■ **Written tasks**
1/ In the warranty forum thread, copy out word for word the passage between "The warranty doesn't" and "bmaddox (Jan 19, 2015)", inclusive.
2/ According to the warranty forum thread, why does bmaddox never buy warranties? Answer in one to three sentences.
3/ Please extend the forum thread about the Amazon warranty from the point where it stops.

■ **Source passage**

# Anyone know if Amazon Canopy Warranty is worth the money?



## auburntigers90 (Jan 18, 2015)

Found a great deal on Amazon for the MES 40" with window, first generation. I know some people have mentioned poor craftsmanship from smokers from Walmart/Sams (Im sure many others have had no problems), any such issues with Amazon? Is the 2 year canopy extended warranty worth purchasing for an extra $30 or so

Any advice would be greatly appreciated.

Thanks.


----------



## dave from mesa (Jan 19, 2015)

Didn't know they still made a 1st gen 40" w/window anymore. Got a link, I couldn't find it . Controller should be on the top at the back if it's a Gen 1.


----------



## tropics (Jan 19, 2015)

Its a MES 40 you would definitely be better getting the extended warranty


----------



## auburntigers90 (Jan 19, 2015)

Use the options to the right to select the top controller/window and 40". I got mine for $319 with prime 2 day shipping, best deal I was able to find.


----------



## dave from mesa (Jan 19, 2015)

When I got my MES 40 from Sam's years ago I did buy the extended warranty. Never needed it. Just last year the wires broke coming out the top probably from sitting in the AZ summer sun but Masterbuilt sent my new wires even tho it was way out of warranty.

For $30 it wouldn't hurt to have it.


----------



## themule69 (Jan 19, 2015)

The warranty doesn't know if the smoker came from Amazon or from Wal Mart.I'd spent the money on meat if it was me.

Happy smoken.

David


----------



## bmaddox (Jan 19, 2015)

As a rule of thumb I never buy warranties. With my luck the things that have warranties will never break and the things that don't will break. And if you buy the warranty every time it is offered you will loose money.


----------



## daricksta (Jan 19, 2015)

■ **Supplied material**
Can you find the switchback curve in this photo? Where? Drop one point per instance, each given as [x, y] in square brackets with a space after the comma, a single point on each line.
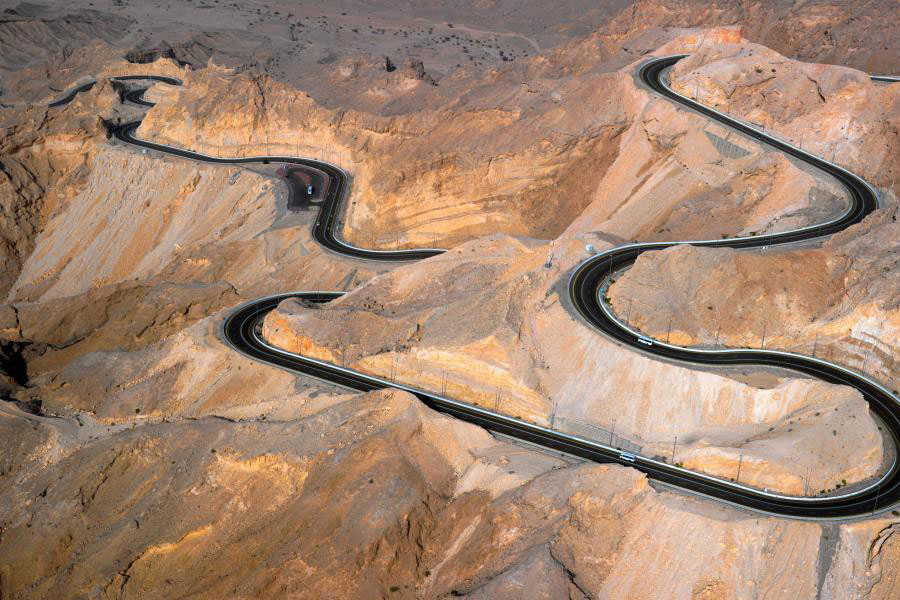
[241, 329]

■ **Answers below**
1/
The warranty doesn't know if the smoker came from Amazon or from Wal Mart.I'd spent the money on meat if it was me.

Happy smoken.

David


----------



## bmaddox (Jan 19, 2015)

2/ bmaddox says that, with his luck, the things that have warranties will never break and the things that don't will break. He adds that buying the warranty every time it is offered will lose you money.

3/
I've learned that with some things you buy extended warranties; major appliances and home electronics are among them. I've had my MES 30 Gen 1 (basic model, no window) for almost 3 years now and haven't had any problems with it I didn't cause.

I bought my smoker off Amazon and didn't go for the canopy extended warranty. You need to consider how often you'll be using your smoker within the first 90 days to determine if you might see a problem with the MES in that time. Sometimes electronic or electrical components appear to wait for the manufacturer's warranty to end before they crap out. Just a matter of what your personal comfort level is.

$30 is cheap insurance for peace of mind.


----------



## red dog (Jan 19, 2015)

I have had my MES 40 gen1 I got from Amazon for 4 years and no problems. I don't know about their extended warranty on that product but I would read the fine print before purchasing it. A lot of those warranties come with so many restrictions that it is almost impossible to cash in on them. For instance if you have to ship it to the repair center to get it fixed it wouldn't be worth it.


----------



## themule69 (Jan 19, 2015)

Their are people on here who have had problems with their MES out of warranty and contacted MES and they sent them new parts for free.

Happy smoken.

David


----------



## b-one (Jan 19, 2015)

All warrantys make money for those selling them, I only get extended warranties on open box type deals and make them include it in the"sales" price.


----------



## foamheart (Jan 19, 2015)

Check the warranty. I have found that an extended waranty usually means an in-house swap if something goes wrong. In which case 30.00 is cheap IMHO.

I always buy extended waranties. I have two Craftsman lawnmowers that are 7 years old still covered and I have never so much as changed the oil.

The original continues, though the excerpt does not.